Your goal: Convert the material into a Markdown table with the columns Row and Line, numbering each line and leaving out blank lines. Begin at the line that contains "Q. Point out the car rear" and stop after the line that contains "pixel 671 279".
****************
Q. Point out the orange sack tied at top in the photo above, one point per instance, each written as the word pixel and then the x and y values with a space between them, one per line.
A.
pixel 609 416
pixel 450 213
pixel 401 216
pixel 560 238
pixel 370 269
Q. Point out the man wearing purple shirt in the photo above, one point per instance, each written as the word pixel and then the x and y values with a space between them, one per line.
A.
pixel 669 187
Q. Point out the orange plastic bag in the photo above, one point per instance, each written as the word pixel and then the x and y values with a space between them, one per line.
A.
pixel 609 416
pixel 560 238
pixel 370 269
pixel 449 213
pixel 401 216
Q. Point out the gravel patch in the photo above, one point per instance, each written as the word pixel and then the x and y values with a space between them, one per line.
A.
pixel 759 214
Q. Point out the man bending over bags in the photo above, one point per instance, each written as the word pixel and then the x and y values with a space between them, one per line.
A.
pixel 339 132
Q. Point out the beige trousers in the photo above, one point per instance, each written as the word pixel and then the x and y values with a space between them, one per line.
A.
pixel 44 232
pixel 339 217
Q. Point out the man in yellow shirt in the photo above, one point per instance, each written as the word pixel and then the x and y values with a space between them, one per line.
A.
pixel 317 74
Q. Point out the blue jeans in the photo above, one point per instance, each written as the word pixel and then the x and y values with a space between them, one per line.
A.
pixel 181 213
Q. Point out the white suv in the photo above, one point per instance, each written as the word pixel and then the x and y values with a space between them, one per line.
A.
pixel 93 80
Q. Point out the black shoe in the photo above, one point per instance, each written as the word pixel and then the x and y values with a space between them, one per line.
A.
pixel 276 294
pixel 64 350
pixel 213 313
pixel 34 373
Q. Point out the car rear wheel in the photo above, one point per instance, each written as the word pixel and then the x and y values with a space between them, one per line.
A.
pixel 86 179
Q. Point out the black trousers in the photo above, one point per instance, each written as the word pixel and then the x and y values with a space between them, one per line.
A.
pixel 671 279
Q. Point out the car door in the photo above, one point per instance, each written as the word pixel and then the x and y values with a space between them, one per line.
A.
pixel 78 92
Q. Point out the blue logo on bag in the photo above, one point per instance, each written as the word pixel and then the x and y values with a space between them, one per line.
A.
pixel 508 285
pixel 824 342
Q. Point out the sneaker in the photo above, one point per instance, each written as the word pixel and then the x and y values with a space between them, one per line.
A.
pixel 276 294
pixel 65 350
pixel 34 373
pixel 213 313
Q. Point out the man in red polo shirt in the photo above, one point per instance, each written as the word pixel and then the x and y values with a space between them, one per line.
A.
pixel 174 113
****************
Solution to this task:
| Row | Line |
|---|---|
| 1 | Q. Point out the car rear wheel in the photo above, one point per instance, each written as the word pixel and then the x and y values with a space between them, one per line. |
| 2 | A. |
| 3 | pixel 86 179 |
| 4 | Q. Point out the black trousers in the photo above, one point per instance, each written as the word pixel and then the x and y values with a space between them, one per line. |
| 5 | A. |
| 6 | pixel 671 279 |